◆ **Selected extract**

________

North Korea is one of the world’s few remaining examples of a dynasty, in which significant government power passes from one relative to another. Here are some of the others:

Morocco

The sovereign of this North African land is King Hassan II, who succeeded his father, Mohammed V, in 1961 . . . Heir to the throne is Hassan’s son, Crown Prince Sidi Mohammed . . . Morocco is a constitutional monarchy, with the crown normally passing to the king’s eldest son . . . Political power is highly centralized; the monarch serves as commander in chief, appoints the prime minister and can declare a state of emergency and dissolve the elected Chamber of Representatives.

Jordan

King Hussein, crowned in 1953, inherited power after the assassination of his grandfather, Abdullah, and the deposition of his father, Talal . . . Hussein’s designated heir is his brother, Crown Prince Hassan . . . Under the constitution, executive power is centered in the monarch, who is also armed forces commander . . . He names the prime minister and Cabinet, orders general elections, approves laws and can dissolve the National Assembly.

Saudi Arabia

The current ruler, King Fahd, assumed the throne in 1982 after the death of his half-brother, Khaled . . . He is the fourth member of the House of Saud to rule the desert kingdom since the dynasty was founded by Ibn Saud in 1932 . . . Fahd’s half-brother, Crown Prince Abdullah, is heir . . . Saudi Arabia is a traditional monarchy with all power ultimately vested in the king . . . No national elections have been held, there are no political parties, and legislation is by royal decree.

Brunei

Brunei, a former British protectorate consisting of two enclaves on the island of Borneo, is ruled by Sultan Muda Hassanal Bolkiah, crowned in 1968 following the abdication of his father . . . The crown is expected to pass to his son . . . The sultan, who is also prime minister and defense minister, appoints the legislature . . . The oil-rich sultanate has one of the world’s highest per-capita incomes . . . Much of the constitution has been suspended since 1962; political parties are largely inactive.

________

◆ **Stated exercise 1**
In two sentences, summarize the passage on ruling dynasties.

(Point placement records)
________

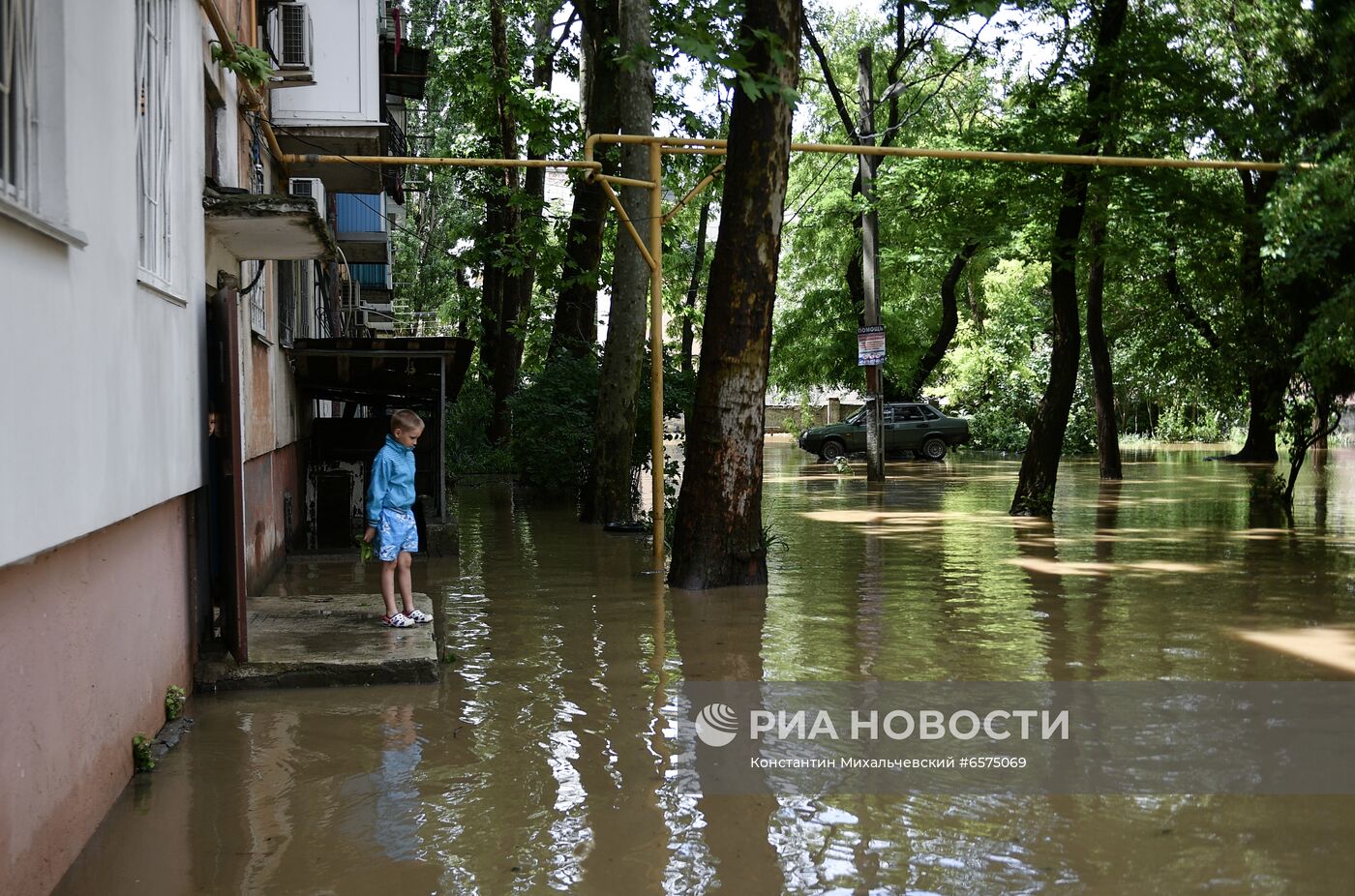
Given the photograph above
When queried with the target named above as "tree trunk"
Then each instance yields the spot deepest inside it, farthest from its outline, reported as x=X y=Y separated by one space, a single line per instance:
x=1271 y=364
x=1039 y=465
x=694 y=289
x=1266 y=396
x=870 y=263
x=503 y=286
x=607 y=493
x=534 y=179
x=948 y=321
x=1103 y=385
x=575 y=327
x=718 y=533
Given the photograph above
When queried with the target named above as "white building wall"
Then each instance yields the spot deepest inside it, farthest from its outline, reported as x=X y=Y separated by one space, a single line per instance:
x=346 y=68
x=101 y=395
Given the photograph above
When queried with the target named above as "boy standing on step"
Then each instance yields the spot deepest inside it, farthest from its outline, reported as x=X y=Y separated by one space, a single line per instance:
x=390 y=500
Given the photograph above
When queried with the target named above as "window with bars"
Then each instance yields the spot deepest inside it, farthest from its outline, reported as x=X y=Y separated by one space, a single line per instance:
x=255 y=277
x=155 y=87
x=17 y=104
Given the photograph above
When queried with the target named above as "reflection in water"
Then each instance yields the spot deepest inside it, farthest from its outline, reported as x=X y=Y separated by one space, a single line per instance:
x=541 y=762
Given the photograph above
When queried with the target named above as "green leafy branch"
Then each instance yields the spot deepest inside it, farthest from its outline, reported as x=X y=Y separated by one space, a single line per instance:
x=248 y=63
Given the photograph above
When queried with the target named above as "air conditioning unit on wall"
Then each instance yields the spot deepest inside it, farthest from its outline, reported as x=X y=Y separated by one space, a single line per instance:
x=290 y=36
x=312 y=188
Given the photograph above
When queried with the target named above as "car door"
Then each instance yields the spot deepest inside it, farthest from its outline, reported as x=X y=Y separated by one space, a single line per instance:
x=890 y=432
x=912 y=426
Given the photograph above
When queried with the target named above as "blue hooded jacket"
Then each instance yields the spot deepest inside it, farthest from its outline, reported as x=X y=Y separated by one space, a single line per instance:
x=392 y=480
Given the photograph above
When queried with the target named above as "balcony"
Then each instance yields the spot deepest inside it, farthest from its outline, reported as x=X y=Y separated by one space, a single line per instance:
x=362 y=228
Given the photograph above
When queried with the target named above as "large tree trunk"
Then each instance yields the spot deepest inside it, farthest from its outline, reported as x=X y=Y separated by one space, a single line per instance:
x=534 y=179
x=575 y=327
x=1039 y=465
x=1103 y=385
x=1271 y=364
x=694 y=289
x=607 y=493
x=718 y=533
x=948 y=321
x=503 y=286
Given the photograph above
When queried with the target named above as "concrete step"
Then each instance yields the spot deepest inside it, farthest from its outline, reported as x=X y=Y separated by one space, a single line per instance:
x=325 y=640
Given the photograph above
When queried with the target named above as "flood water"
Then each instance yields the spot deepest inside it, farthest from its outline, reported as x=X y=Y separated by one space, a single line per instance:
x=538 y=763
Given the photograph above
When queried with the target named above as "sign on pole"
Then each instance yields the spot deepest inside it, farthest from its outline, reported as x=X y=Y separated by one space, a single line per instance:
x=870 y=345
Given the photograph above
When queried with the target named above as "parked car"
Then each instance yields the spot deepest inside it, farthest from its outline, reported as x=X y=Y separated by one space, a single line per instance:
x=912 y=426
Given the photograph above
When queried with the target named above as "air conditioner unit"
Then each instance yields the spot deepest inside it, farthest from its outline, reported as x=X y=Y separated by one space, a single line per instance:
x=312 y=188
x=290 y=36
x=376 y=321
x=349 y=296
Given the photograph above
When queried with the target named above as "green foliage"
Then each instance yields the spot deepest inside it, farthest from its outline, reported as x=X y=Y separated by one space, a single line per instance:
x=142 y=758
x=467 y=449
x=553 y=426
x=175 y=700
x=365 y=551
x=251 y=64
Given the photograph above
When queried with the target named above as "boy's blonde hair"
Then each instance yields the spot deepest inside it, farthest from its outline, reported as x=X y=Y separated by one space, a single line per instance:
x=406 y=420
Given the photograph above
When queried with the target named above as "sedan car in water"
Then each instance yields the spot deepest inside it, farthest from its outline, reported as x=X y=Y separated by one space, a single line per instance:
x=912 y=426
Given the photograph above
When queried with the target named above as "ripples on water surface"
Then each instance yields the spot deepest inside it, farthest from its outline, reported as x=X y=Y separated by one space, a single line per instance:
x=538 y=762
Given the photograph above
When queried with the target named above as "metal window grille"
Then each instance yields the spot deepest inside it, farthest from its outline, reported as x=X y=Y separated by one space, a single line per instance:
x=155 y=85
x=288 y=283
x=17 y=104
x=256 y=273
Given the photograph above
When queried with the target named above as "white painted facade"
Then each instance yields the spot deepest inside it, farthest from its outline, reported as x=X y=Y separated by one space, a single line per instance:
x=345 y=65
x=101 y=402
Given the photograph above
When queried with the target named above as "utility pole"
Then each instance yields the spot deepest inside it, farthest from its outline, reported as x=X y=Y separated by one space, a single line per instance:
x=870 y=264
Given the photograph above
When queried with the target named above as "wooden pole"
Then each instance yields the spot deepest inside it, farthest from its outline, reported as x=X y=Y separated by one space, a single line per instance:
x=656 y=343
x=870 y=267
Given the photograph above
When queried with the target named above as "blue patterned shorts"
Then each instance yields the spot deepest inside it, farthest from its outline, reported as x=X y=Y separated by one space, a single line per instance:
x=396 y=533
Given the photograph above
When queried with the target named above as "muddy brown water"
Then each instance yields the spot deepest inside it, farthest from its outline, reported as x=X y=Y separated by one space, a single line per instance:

________

◆ **Stated exercise 2**
Count the lines of the records that contain the string "green", treating case as significant, and give only that number.

◆ **Correct answer 1**
North Korea is one of the world's few remaining dynasties, where significant government power passes between relatives, and Morocco, Jordan, Saudi Arabia and Brunei are among the others. In each of these four monarchies, the ruler inherited the throne from a relative, holds concentrated power, and has a designated or expected heir.

◆ **Correct answer 2**
2